* Requirement 1: Reproduce the passage from the André-Bouron Hospital text starting with "Former hospital in" and going on through "began in 1882.".
* Requirement 2:
Answer these questions from the text on André-Bouron Hospital:
(a) In what year did construction of the hospital buildings begin?
(b) How many pavilions were for the prisoners after the 1899 reconstruction?
(c) In what month and year was Centre Hospitalier de l'Ouest Guyanais opened?
* Requirement 3: List every bed count given in the André-Bouron Hospital text, along with what each one refers to.

* Reading passage:
****************
Former hospital in Saint-Laurent-du-Maroni, French Guiana

André-Bouron Hospital (French: Hôpital André-Bouron) was a hospital in Saint-Laurent-du-Maroni, French Guiana. Established in the 1870s for both civilians and penal colony inmates, the hospital closed on 27 September 2018. The hospital was declared a historical monument on 9 March 1999.

==History==
The first iteration of the hospital in Saint-Laurent-du-Maroni was founded during the 1870s, and treated both civilians and inmates from the penal colony. In order to meet the needs of a growing population, the construction of hospital buildings began in 1882.

The hospital was reconstructed in 1899 with a pavilion system. Two pavilions were for the free citizens and eight for the prisoners. In 1912, the hospital was extended to 400 beds, and was the largest hospital in the French colonies. In 1972, the hospital was modernized and named after Charles-Louis André Bouron, the former chief surgeon. The capacity was reduced to 274 beds, and three services were offered: general medicine, surgery and gynaecology. The terrain also contained a hospice with 175 beds.

On 9 March 1999, the hospital was declared a historical monument. In August 2000, Centre Hospitalier de l’Ouest Guyanais was opened to replace the hospital. Initially, the new hospital had a capacity of 183 beds, however it was being extended for 325 beds. André-Bouron Hospital closed on 27 September 2018.
****************
* Supplied material:

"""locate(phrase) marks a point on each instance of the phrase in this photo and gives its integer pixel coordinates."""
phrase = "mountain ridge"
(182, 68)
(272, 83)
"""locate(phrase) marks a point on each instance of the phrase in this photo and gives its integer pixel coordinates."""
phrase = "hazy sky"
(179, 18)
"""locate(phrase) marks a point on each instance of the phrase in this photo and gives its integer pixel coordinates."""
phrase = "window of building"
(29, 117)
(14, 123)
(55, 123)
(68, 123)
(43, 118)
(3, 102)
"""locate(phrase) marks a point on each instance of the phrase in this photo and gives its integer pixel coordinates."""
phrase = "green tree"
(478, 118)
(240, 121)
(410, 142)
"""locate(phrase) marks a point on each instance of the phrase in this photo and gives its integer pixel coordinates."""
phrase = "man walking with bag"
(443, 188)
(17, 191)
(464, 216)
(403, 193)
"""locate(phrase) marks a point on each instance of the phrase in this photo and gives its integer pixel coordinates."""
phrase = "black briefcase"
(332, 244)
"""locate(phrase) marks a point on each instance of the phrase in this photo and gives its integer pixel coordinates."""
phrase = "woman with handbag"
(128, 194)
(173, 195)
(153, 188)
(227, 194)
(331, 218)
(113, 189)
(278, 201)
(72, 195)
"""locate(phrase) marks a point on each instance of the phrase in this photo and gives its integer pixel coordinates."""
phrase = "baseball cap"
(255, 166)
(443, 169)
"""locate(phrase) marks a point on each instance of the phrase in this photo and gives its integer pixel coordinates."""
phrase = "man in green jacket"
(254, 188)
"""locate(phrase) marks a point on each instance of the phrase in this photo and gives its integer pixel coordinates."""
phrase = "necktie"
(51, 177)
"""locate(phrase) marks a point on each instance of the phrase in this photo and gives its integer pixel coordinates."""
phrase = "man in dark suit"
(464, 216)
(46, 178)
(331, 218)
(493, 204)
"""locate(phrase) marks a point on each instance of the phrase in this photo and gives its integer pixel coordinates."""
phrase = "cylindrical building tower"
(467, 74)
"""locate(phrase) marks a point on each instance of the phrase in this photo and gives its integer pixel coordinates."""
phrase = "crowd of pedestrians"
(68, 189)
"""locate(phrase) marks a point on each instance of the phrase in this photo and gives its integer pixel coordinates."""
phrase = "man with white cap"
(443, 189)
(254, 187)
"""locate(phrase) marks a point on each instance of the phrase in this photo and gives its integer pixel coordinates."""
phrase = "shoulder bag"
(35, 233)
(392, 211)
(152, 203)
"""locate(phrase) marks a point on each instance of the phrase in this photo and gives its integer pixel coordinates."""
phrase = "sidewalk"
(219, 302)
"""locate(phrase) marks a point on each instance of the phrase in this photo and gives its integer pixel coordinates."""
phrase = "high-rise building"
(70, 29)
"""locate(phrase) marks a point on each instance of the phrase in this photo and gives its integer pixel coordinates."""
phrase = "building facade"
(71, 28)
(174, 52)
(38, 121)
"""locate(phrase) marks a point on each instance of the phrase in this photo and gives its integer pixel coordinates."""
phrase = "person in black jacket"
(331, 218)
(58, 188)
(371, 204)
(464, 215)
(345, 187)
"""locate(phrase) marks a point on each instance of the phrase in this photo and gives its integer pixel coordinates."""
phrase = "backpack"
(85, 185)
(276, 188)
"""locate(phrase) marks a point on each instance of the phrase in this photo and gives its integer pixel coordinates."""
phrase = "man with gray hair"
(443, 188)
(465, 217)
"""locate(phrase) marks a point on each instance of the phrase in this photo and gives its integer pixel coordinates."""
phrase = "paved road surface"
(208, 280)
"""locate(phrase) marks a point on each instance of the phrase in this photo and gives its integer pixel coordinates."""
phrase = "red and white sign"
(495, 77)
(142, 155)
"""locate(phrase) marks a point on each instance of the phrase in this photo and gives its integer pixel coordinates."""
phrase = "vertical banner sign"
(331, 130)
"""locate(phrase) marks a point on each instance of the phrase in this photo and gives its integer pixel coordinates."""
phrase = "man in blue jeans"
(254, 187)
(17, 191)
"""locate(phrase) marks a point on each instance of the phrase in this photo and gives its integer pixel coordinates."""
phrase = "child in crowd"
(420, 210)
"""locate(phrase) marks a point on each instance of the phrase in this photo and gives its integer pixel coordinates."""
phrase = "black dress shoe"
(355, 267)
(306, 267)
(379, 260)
****************
* Task answer 1:
Former hospital in Saint-Laurent-du-Maroni, French Guiana

André-Bouron Hospital (French: Hôpital André-Bouron) was a hospital in Saint-Laurent-du-Maroni, French Guiana. Established in the 1870s for both civilians and penal colony inmates, the hospital closed on 27 September 2018. The hospital was declared a historical monument on 9 March 1999.

==History==
The first iteration of the hospital in Saint-Laurent-du-Maroni was founded during the 1870s, and treated both civilians and inmates from the penal colony. In order to meet the needs of a growing population, the construction of hospital buildings began in 1882.

* Task answer 2:
(a) 1882
(b) Eight
(c) August 2000

* Task answer 3:
- 400 beds: the hospital's size after its 1912 extension
- 274 beds: the reduced capacity after the 1972 modernization
- 175 beds: the hospice on the terrain
- 183 beds: the initial capacity of the new hospital
- 325 beds: the capacity the new hospital was being extended to